Natural-language object grounding data:

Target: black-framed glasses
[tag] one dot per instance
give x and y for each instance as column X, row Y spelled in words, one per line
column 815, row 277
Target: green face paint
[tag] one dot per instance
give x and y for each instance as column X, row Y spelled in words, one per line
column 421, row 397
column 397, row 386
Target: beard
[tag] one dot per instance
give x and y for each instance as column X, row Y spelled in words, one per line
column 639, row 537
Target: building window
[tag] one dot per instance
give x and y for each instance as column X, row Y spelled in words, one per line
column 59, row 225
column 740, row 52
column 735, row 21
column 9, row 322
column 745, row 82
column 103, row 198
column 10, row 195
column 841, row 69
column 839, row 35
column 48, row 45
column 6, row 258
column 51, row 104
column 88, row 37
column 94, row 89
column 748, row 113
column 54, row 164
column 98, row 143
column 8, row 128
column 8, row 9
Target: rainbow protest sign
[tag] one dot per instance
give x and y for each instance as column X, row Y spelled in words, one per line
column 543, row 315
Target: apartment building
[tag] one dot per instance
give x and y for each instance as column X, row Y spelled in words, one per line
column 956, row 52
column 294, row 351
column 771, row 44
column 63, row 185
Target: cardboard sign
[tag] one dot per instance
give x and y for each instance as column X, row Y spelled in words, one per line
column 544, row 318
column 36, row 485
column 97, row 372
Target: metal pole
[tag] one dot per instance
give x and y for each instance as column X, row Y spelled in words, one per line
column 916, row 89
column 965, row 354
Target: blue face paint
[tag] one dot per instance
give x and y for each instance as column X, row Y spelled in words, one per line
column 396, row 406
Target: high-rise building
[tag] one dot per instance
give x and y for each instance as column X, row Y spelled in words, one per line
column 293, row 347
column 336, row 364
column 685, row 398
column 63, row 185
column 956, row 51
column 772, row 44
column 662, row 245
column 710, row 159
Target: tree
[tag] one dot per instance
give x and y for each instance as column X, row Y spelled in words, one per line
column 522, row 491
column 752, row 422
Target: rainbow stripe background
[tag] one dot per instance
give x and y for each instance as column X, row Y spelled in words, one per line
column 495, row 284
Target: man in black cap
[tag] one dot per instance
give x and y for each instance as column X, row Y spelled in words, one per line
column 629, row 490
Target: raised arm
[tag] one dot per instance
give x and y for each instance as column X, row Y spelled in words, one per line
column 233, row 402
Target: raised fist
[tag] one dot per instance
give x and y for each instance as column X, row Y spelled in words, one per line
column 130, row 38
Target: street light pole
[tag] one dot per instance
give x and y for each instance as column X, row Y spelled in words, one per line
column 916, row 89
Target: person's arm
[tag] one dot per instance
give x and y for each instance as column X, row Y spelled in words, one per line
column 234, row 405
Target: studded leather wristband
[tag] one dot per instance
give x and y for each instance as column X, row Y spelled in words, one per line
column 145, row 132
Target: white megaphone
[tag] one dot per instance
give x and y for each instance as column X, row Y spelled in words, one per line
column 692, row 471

> _Problem requirements_
Throughout the data, tally the lines that hold the string "building" and report the tally alone.

> _Solution for this problem_
3